Text excerpt:

The time has come where I need to decide what I am going to do to control my fertile uterus.
I’ve been anti-birth control in the past, not because I don’t believe in it- but because i’ve had adverse reactions in the past to every kind i’ve tried, and it started to become more of an annoyance than beneficial.
I know I want to be on birth control. That’s not even a question. IF (and that’s a big if) i’m going to get pregnant again, I want it to be on MY terms. My family can’t handle any more surprises! Nor can we afford it.
The problem is finding a kind that words for me, and that I CAN take without adversely effecting my health.
I can’t say for sure if I have the hereditary kidney issues that have plagued my family, as I have not been tested- BUT- I don’t want to take any chances. This means I can’t take anything that would increase potassium levels.. which means I can’t take a LOT of the pills that are available.
Mirena? NO! I was almost dead set on getting it after having Holden, and then one of the girls on the board I frequent posted about her terrible experience with it. It perforated her abdomen and went for a joyride and she had to have exploratory surgery to get it removed. After that Mirena was an absolute no-go. And now with all the class action lawsuits against it, it’s even less of an option.
IUDs in general scare me. I just pushed a baby out of my hooha, I don’t want to shove a foreign object up there.
I’ve been considering the Depo shot but I need to read more about it because while I know some girls who are on it, i’ve also heard bad things about it (like every birth control option, there’s always someone who has had a bad experience). I’ve heard that if you’re on it for a long time, and decide you want to get pregnant again- it’s VERY hard to get pregnant after coming off of it, and i’m not certain that I never want another child.
People have suggested charting as an option- finding out when you ovulate and avoiding having sex at that time of the month.. that will NOT work for me. I have never had a regular cycle. Every month is different, and even worse after I had Holden. Hell, I charted to conceive him- and didn’t ovulate until day 26 when on average most women ovulate somewhere around day 26.. and somehow managed to get pregnant with Parker when we didn’t have sex ANYWHERE near that day (Thomas says the only time we did was near my period, so that’s a 20 day difference). Unless your body is like clockwork every month, charting is just not accurate enough. You can never tell if your body is going to do the same exact thing every month. Stress can change your ovulation, among a ton of other things.. I’m not willing to take that kind of risk.

Data segment:
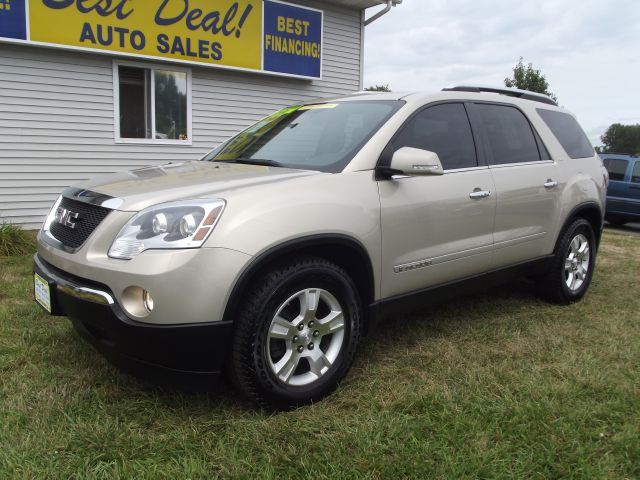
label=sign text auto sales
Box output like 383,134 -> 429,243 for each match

Tasks to perform:
1. Answer these questions using the birth control post:
(a) Why does the writer want to avoid anything that would increase potassium levels?
(b) What happened to the woman on the board whose Mirena caused problems?
(c) What has the writer heard about getting pregnant after long-term use of the Depo shot?
2. Rewrite the paragraph of the birth control post that begins "I've been considering the Depo shot" as a short list, keeping its main facts.
3. Please write out the part of the birth control post from "I’ve been anti-birth" to "effecting my health.".
The data comes from a separate source and is unrelated to the birth control post.

Results for each task:
1.
(a) Hereditary kidney issues have plagued the writer's family, and the writer has not been tested for them and doesn't want to take any chances.
(b) It perforated her abdomen, and she had to have exploratory surgery to get it removed.
(c) It is very hard to get pregnant after coming off of it.

2.
- The writer is considering the Depo shot but needs to read more about it.
- The writer knows some girls who are on it but has also heard bad things about it, as with every birth control option.
- The writer has heard it is very hard to get pregnant after coming off it following long-term use.
- The writer is not certain about never wanting another child.

3.
I’ve been anti-birth control in the past, not because I don’t believe in it- but because i’ve had adverse reactions in the past to every kind i’ve tried, and it started to become more of an annoyance than beneficial.
I know I want to be on birth control. That’s not even a question. IF (and that’s a big if) i’m going to get pregnant again, I want it to be on MY terms. My family can’t handle any more surprises! Nor can we afford it.
The problem is finding a kind that words for me, and that I CAN take without adversely effecting my health.